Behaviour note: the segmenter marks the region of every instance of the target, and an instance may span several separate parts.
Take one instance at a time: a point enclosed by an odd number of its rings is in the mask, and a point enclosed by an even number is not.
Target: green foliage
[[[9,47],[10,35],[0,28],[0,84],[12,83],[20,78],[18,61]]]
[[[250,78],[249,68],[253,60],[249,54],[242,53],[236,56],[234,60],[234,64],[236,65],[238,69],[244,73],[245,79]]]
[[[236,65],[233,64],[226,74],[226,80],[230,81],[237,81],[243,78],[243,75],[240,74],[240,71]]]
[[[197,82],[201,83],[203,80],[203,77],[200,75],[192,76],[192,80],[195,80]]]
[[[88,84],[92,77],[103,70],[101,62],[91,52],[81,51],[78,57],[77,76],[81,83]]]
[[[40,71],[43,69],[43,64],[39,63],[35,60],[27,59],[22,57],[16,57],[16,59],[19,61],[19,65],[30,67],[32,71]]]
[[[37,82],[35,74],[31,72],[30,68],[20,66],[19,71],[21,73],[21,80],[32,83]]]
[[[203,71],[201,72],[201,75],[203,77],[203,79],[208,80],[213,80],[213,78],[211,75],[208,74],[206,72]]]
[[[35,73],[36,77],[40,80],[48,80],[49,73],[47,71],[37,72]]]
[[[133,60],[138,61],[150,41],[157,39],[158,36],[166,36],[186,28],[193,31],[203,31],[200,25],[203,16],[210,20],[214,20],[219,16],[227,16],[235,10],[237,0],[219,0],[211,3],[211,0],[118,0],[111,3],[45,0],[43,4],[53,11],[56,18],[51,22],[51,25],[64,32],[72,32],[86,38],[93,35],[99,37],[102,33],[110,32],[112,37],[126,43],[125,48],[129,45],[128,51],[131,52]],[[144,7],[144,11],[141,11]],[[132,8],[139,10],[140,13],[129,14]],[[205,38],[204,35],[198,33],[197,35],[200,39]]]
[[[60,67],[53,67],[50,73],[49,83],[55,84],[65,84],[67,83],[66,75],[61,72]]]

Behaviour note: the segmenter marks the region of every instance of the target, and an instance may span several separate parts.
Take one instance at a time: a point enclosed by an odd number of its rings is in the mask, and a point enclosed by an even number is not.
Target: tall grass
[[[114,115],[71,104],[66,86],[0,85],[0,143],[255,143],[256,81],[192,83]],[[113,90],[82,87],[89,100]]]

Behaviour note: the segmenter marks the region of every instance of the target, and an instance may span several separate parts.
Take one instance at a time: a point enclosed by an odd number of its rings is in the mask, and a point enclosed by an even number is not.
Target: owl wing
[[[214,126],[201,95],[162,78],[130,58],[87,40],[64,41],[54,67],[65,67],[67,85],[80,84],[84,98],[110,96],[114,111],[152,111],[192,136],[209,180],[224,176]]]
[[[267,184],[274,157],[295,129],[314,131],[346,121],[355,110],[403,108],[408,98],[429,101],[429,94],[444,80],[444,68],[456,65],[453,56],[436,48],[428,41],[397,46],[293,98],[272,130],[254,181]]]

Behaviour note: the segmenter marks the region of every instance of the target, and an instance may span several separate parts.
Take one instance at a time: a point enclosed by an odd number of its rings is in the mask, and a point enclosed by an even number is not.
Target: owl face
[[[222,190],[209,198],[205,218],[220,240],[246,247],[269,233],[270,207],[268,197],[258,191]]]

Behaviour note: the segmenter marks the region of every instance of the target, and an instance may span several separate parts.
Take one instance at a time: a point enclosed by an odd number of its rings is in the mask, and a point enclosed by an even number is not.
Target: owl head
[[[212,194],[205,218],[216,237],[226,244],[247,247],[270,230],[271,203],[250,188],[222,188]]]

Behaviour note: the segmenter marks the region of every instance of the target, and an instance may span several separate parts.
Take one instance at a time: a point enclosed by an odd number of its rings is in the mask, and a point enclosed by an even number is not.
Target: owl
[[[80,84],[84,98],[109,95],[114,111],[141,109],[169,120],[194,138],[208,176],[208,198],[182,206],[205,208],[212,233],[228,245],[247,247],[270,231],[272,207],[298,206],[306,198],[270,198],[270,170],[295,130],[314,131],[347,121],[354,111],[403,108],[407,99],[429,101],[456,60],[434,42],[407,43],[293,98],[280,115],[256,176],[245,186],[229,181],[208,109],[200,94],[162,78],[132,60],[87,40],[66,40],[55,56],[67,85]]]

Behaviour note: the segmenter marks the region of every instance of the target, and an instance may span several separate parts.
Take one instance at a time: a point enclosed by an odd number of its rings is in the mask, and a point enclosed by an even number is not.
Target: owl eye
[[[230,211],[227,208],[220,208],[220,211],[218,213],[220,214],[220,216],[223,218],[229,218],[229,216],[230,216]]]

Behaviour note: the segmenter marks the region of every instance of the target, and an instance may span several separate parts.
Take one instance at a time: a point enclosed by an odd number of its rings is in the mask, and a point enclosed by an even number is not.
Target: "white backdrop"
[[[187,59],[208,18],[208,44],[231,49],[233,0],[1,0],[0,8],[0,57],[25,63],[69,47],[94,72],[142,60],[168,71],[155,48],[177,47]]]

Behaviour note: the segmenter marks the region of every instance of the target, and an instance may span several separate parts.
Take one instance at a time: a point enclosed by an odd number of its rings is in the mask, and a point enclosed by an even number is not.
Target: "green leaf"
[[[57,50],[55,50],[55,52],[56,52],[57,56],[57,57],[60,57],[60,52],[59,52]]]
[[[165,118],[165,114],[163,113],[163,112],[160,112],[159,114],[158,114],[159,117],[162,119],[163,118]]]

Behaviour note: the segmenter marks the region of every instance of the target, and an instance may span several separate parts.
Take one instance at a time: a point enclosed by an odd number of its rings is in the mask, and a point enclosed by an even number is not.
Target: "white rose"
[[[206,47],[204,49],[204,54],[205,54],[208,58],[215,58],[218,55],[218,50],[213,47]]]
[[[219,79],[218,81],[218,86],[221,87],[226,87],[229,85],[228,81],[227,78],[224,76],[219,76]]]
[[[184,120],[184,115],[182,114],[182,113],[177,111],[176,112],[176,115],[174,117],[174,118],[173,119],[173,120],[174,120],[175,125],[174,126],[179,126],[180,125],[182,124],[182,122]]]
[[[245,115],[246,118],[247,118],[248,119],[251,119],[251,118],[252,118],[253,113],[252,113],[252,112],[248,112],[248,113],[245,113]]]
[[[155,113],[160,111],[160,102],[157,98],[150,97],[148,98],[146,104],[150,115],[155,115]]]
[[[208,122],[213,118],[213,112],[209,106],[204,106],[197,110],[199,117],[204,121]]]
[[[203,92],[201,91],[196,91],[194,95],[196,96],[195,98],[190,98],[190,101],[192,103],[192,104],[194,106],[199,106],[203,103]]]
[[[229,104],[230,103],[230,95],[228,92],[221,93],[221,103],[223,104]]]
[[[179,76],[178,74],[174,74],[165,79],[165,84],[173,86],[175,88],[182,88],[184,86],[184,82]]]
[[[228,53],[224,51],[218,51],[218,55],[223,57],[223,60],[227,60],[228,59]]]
****
## [TASK]
Could you copy out the material word for word, from its very first line through the line containing "[[[35,73],[36,77],[40,80],[48,80],[49,73],[47,71],[37,72]]]", with both of those lines included?

## [RESULT]
Behaviour note: the segmenter marks the region of every instance of the target, and an instance may span several separate parts.
Take one instance at a time: a point enclosed by an odd number of its rings is in the mask, and a point enclosed by an even number is not.
Target: green foliage
[[[9,47],[10,35],[0,28],[0,84],[12,83],[20,78],[18,61]]]
[[[250,78],[249,68],[253,60],[249,54],[242,53],[236,56],[234,60],[234,64],[236,65],[238,69],[244,73],[245,79]]]
[[[236,65],[233,64],[226,74],[226,80],[230,81],[237,81],[243,78],[243,75],[240,74],[240,71]]]
[[[197,82],[201,83],[203,80],[203,77],[200,75],[192,76],[192,80],[195,80]]]
[[[88,84],[92,77],[103,70],[101,62],[91,52],[81,51],[78,57],[77,76],[81,83]]]
[[[40,71],[43,69],[43,64],[39,63],[35,60],[27,59],[22,57],[16,57],[16,59],[19,61],[19,65],[30,67],[32,71]]]
[[[37,82],[35,74],[31,72],[30,68],[20,66],[19,71],[21,73],[21,80],[32,83]]]
[[[203,71],[201,72],[201,75],[203,77],[203,79],[208,80],[213,80],[213,78],[211,75],[208,74],[206,72]]]
[[[35,73],[36,77],[40,80],[48,80],[49,73],[47,71],[37,72]]]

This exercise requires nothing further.